> _WHAT TO PRODUCE_
Transcribe the article on the KellyOCG Talent Supply Chain Maturity Model word for word, from its first sentence to its last.

> _PASSAGE FOR REVIEW_
##############################

Earlier this year, we had the opportunity to attend the annual KellyOCG Analyst Day and write about it. One of the main points driven home at Analyst Day and elsewhere was the emphasis on “talent supply chains” in the KellyOCG client engagement strategy. For example, Teresa Carroll, SVP and GM of Global Talent Solutions at Kelly Services, said KellyOCG was “aiming to address the talent problem by helping customers build their talent supply chains.”
Of course, before building, some analysis and planning is necessary. At Analyst Day, something called the KellyOCG Talent Supply Chain Maturity Model or TSCMM was mentioned, but not discussed in detail. Spend Matters therefore followed up to receive a specific briefing on TSCMM.
TSCSMM is essentially a framework and methodology that allows a client organization’s talent supply chain to be compared to market benchmarks. It is used to understand and recommend where a client should be investing to modify its supply chain and bring it into alignment with the overall talent strategy (as established through the KellyOCG Talent Strategy Goal Assessment, or TSGA).
TSCMM is typically conducted when KellyOCG starts an outsourcing (MSP, RPO, BPO) engagement with a client, and then every year thereafter or when changes at the client make it appropriate. However, TSCMM can also be conducted as a part of a consulting/advisory engagement.
The TSCMM entails an analytical process of evaluating a client’s supply chain across 10 major categories:
- Process excellence
- Reporting and Analytics
- Recruiting logistics
- Supplier/agency management
- Assignment engagement management
- Talent relationship management
- Employer of Record
- Strategic workforce planning
Underlying these 10 categories is a total of 60 so-called “building blocks” that refer to critical processes. So under the category of recruiting logistics, for example, some of the “building blocks” would be talent attraction, engagement, assessment, etc. Each “building block” is evaluated based on responses to anywhere from 10-15 questions posed to relevant stakeholders. A maturity score from 1 (limited) to 5 (optimal) is then ascribed to each building block and is further summarized at the category level.

##############################

> _DATA FOR ANALYSIS_

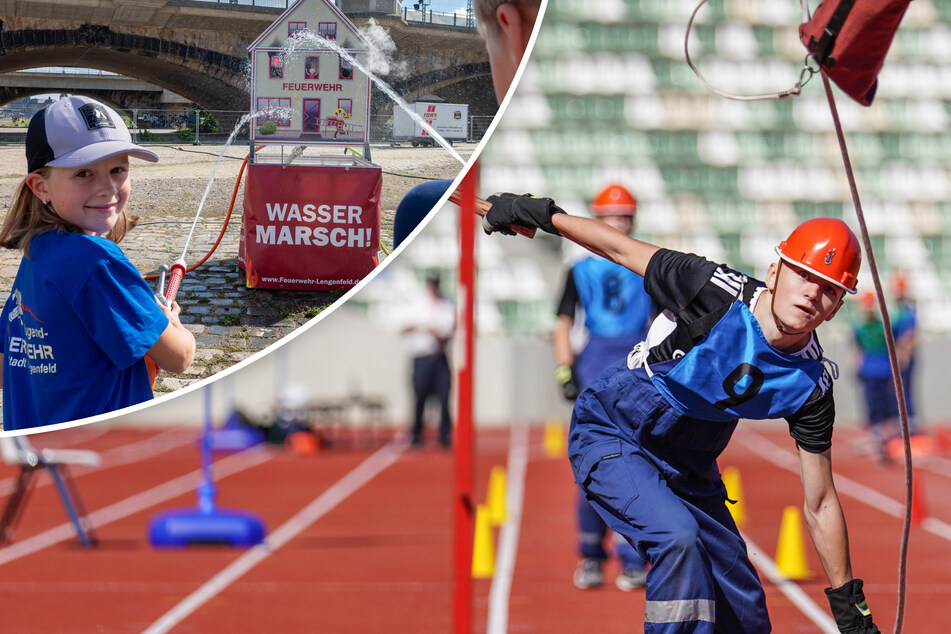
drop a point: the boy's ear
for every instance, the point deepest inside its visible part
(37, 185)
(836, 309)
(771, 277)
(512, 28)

##############################

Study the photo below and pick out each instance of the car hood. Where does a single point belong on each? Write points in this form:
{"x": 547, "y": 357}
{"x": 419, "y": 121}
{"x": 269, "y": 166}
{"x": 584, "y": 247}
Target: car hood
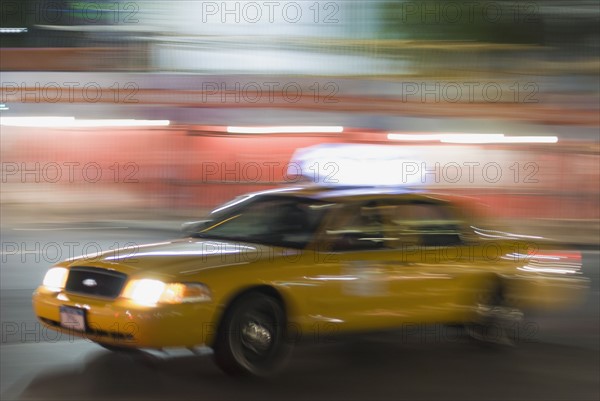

##############################

> _SOLVED EXERCISE_
Earlier this year, we had the opportunity to attend the annual KellyOCG Analyst Day and write about it. One of the main points driven home at Analyst Day and elsewhere was the emphasis on “talent supply chains” in the KellyOCG client engagement strategy. For example, Teresa Carroll, SVP and GM of Global Talent Solutions at Kelly Services, said KellyOCG was “aiming to address the talent problem by helping customers build their talent supply chains.”
Of course, before building, some analysis and planning is necessary. At Analyst Day, something called the KellyOCG Talent Supply Chain Maturity Model or TSCMM was mentioned, but not discussed in detail. Spend Matters therefore followed up to receive a specific briefing on TSCMM.
TSCSMM is essentially a framework and methodology that allows a client organization’s talent supply chain to be compared to market benchmarks. It is used to understand and recommend where a client should be investing to modify its supply chain and bring it into alignment with the overall talent strategy (as established through the KellyOCG Talent Strategy Goal Assessment, or TSGA).
TSCMM is typically conducted when KellyOCG starts an outsourcing (MSP, RPO, BPO) engagement with a client, and then every year thereafter or when changes at the client make it appropriate. However, TSCMM can also be conducted as a part of a consulting/advisory engagement.
The TSCMM entails an analytical process of evaluating a client’s supply chain across 10 major categories:
- Process excellence
- Reporting and Analytics
- Recruiting logistics
- Supplier/agency management
- Assignment engagement management
- Talent relationship management
- Employer of Record
- Strategic workforce planning
Underlying these 10 categories is a total of 60 so-called “building blocks” that refer to critical processes. So under the category of recruiting logistics, for example, some of the “building blocks” would be talent attraction, engagement, assessment, etc. Each “building block” is evaluated based on responses to anywhere from 10-15 questions posed to relevant stakeholders. A maturity score from 1 (limited) to 5 (optimal) is then ascribed to each building block and is further summarized at the category level.